— begin PASSAGE TO READ —
Line a 9x9 inch square baking pan with a single layer of edible wafer paper. Set aside.

Step 2

In a medium saucepan, combine the granulated sugar, corn syrup, agave syrup, and water. Stir gently and attach a candy thermometer to the side of the pan.

Step 3

Heat the mixture over medium-high heat until the temperature reaches 130°C (266°F). Be sure not to stir while it heats to avoid crystallization.

Step 4

Meanwhile, in a stand mixer, whip the aquafaba with the salt on medium speed until soft peaks form, about 8-10 minutes.

Step 5

Once the sugar syrup reaches the desired temperature, remove from heat. With the mixer running at medium speed, slowly and carefully pour the hot syrup along the side of the mixing bowl into the whipped aquafaba.

Step 6

Increase the mixer speed to high and continue beating until the mixture thickens, cools slightly, and holds peaks. This will take about 5-7 minutes.

Step 7

Mix in the vanilla extract and fold in the chopped pistachios gently with a spatula.
— end PASSAGE TO READ —
— begin GIVEN RECORDS —
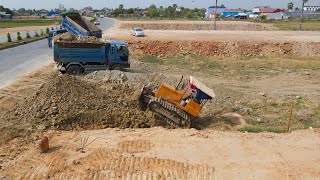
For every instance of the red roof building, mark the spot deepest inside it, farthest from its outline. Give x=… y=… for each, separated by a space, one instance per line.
x=272 y=10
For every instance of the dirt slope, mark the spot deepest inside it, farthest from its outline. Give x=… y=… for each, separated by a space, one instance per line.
x=158 y=153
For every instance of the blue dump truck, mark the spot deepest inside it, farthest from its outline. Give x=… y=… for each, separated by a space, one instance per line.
x=73 y=23
x=77 y=58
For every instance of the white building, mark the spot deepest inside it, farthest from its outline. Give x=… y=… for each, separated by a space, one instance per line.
x=311 y=8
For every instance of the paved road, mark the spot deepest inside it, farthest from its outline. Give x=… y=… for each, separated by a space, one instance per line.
x=19 y=61
x=23 y=35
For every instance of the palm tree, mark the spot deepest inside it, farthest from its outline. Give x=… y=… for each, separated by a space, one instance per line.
x=303 y=2
x=215 y=16
x=290 y=5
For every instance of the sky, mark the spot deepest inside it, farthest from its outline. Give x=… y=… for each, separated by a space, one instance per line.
x=99 y=4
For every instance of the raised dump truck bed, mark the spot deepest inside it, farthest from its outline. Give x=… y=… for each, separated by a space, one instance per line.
x=75 y=24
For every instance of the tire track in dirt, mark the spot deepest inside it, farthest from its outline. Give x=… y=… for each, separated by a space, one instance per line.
x=108 y=164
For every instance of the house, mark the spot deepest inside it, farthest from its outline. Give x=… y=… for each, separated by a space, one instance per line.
x=232 y=12
x=53 y=14
x=265 y=11
x=43 y=12
x=257 y=9
x=311 y=8
x=211 y=9
x=213 y=15
x=3 y=15
x=253 y=14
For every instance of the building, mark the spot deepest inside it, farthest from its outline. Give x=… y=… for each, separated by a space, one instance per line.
x=53 y=14
x=232 y=12
x=257 y=9
x=212 y=9
x=265 y=11
x=311 y=8
x=43 y=12
x=3 y=15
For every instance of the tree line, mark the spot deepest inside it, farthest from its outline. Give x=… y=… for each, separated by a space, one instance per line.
x=153 y=11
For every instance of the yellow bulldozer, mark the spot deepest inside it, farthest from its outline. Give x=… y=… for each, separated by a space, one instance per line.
x=177 y=107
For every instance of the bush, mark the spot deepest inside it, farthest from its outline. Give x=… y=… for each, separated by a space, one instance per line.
x=36 y=34
x=28 y=35
x=9 y=37
x=47 y=30
x=19 y=38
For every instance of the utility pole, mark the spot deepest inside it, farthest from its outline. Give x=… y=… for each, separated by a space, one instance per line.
x=215 y=16
x=302 y=9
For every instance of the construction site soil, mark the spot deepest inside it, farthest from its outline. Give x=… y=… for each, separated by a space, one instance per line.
x=197 y=25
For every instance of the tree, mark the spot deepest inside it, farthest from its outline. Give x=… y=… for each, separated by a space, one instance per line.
x=302 y=9
x=36 y=34
x=28 y=35
x=190 y=14
x=19 y=38
x=153 y=11
x=9 y=37
x=290 y=5
x=47 y=30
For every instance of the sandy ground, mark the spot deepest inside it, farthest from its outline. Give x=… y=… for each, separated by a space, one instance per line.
x=4 y=31
x=234 y=36
x=158 y=153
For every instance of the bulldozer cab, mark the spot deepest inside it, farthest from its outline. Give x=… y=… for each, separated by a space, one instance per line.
x=191 y=104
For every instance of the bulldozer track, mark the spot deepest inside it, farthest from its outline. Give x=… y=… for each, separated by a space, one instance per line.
x=170 y=113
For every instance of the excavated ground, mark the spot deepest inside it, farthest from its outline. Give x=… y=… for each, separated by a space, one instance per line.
x=197 y=25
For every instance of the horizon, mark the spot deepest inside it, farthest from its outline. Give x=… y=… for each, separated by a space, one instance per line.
x=98 y=4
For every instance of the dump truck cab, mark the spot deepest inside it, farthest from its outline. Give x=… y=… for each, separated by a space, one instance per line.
x=77 y=58
x=53 y=33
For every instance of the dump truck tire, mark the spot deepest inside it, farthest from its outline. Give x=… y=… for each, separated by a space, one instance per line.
x=117 y=67
x=74 y=70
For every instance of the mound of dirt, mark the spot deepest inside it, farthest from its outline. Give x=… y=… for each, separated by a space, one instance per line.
x=165 y=48
x=71 y=38
x=68 y=103
x=194 y=25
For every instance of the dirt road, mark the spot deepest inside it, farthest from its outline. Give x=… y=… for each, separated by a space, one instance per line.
x=158 y=153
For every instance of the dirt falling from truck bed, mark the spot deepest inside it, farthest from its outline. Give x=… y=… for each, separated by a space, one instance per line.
x=70 y=103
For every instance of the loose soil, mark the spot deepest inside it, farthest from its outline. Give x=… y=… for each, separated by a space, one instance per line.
x=159 y=153
x=197 y=25
x=4 y=31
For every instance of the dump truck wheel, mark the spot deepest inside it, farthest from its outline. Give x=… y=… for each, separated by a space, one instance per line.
x=117 y=67
x=74 y=70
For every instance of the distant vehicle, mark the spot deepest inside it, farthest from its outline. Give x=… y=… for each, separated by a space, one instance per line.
x=137 y=32
x=54 y=33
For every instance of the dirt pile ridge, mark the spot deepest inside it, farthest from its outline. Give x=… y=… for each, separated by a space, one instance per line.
x=69 y=103
x=164 y=48
x=196 y=25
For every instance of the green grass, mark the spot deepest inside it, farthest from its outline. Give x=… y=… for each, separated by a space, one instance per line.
x=16 y=43
x=257 y=129
x=293 y=25
x=21 y=23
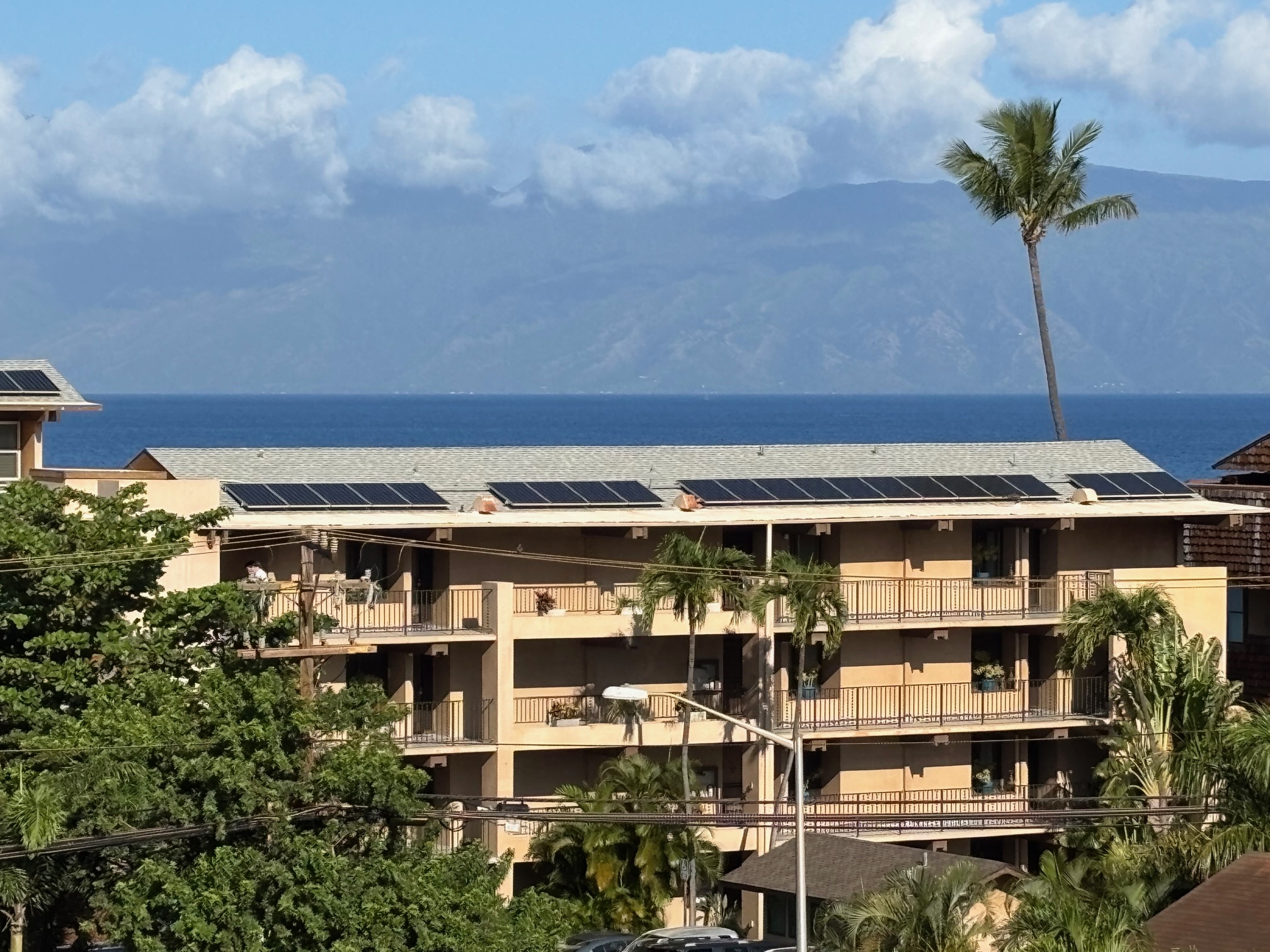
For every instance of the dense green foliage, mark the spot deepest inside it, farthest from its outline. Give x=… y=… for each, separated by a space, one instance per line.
x=123 y=708
x=624 y=873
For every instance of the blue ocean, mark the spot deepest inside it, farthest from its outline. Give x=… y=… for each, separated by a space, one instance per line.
x=1185 y=434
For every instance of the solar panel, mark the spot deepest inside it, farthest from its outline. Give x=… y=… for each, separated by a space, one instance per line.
x=855 y=488
x=255 y=496
x=820 y=489
x=1099 y=483
x=596 y=493
x=418 y=494
x=929 y=488
x=1029 y=487
x=340 y=494
x=32 y=381
x=296 y=494
x=1166 y=484
x=636 y=493
x=891 y=488
x=379 y=494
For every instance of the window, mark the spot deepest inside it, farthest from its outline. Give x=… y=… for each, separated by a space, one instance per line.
x=9 y=467
x=1236 y=615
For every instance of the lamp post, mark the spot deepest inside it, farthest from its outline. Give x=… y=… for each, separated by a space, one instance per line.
x=627 y=692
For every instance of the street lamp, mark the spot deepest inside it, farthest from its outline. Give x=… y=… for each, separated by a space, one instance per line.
x=629 y=692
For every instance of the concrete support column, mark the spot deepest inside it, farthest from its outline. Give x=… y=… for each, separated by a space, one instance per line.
x=401 y=678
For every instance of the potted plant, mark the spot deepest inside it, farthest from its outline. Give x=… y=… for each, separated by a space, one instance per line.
x=564 y=714
x=545 y=603
x=983 y=782
x=808 y=684
x=988 y=672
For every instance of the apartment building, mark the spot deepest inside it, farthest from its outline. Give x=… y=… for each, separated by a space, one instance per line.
x=496 y=587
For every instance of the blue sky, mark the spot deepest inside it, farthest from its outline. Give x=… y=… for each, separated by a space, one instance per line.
x=280 y=106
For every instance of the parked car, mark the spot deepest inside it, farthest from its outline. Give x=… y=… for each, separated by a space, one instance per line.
x=666 y=938
x=596 y=942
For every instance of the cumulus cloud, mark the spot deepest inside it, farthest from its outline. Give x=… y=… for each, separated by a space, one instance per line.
x=255 y=132
x=1216 y=92
x=432 y=141
x=692 y=123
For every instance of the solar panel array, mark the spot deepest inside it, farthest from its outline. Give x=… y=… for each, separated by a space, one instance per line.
x=577 y=493
x=866 y=489
x=26 y=382
x=335 y=496
x=1141 y=485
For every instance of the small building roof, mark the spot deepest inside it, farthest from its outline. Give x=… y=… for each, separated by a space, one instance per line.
x=1227 y=913
x=65 y=399
x=838 y=867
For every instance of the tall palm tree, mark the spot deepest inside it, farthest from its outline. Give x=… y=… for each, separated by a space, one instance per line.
x=1027 y=176
x=812 y=592
x=625 y=873
x=916 y=910
x=690 y=574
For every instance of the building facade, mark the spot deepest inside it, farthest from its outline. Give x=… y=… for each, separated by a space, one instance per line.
x=497 y=588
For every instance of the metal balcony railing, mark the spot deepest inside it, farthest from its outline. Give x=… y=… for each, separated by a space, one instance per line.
x=953 y=599
x=355 y=611
x=445 y=723
x=936 y=705
x=592 y=708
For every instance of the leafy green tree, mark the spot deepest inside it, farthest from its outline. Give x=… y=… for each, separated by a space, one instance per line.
x=1026 y=174
x=1082 y=904
x=916 y=910
x=624 y=873
x=812 y=593
x=690 y=574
— end GIVEN RECORDS —
SET PROBLEM
Retype the recipe above word for word, from start to finish.

SOLVED PROBLEM
Line a 9x9 inch square baking pan with a single layer of edible wafer paper. Set aside.

Step 2

In a medium saucepan, combine the granulated sugar, corn syrup, agave syrup, and water. Stir gently and attach a candy thermometer to the side of the pan.

Step 3

Heat the mixture over medium-high heat until the temperature reaches 130°C (266°F). Be sure not to stir while it heats to avoid crystallization.

Step 4

Meanwhile, in a stand mixer, whip the aquafaba with the salt on medium speed until soft peaks form, about 8-10 minutes.

Step 5

Once the sugar syrup reaches the desired temperature, remove from heat. With the mixer running at medium speed, slowly and carefully pour the hot syrup along the side of the mixing bowl into the whipped aquafaba.

Step 6

Increase the mixer speed to high and continue beating until the mixture thickens, cools slightly, and holds peaks. This will take about 5-7 minutes.

Step 7

Mix in the vanilla extract and fold in the chopped pistachios gently with a spatula.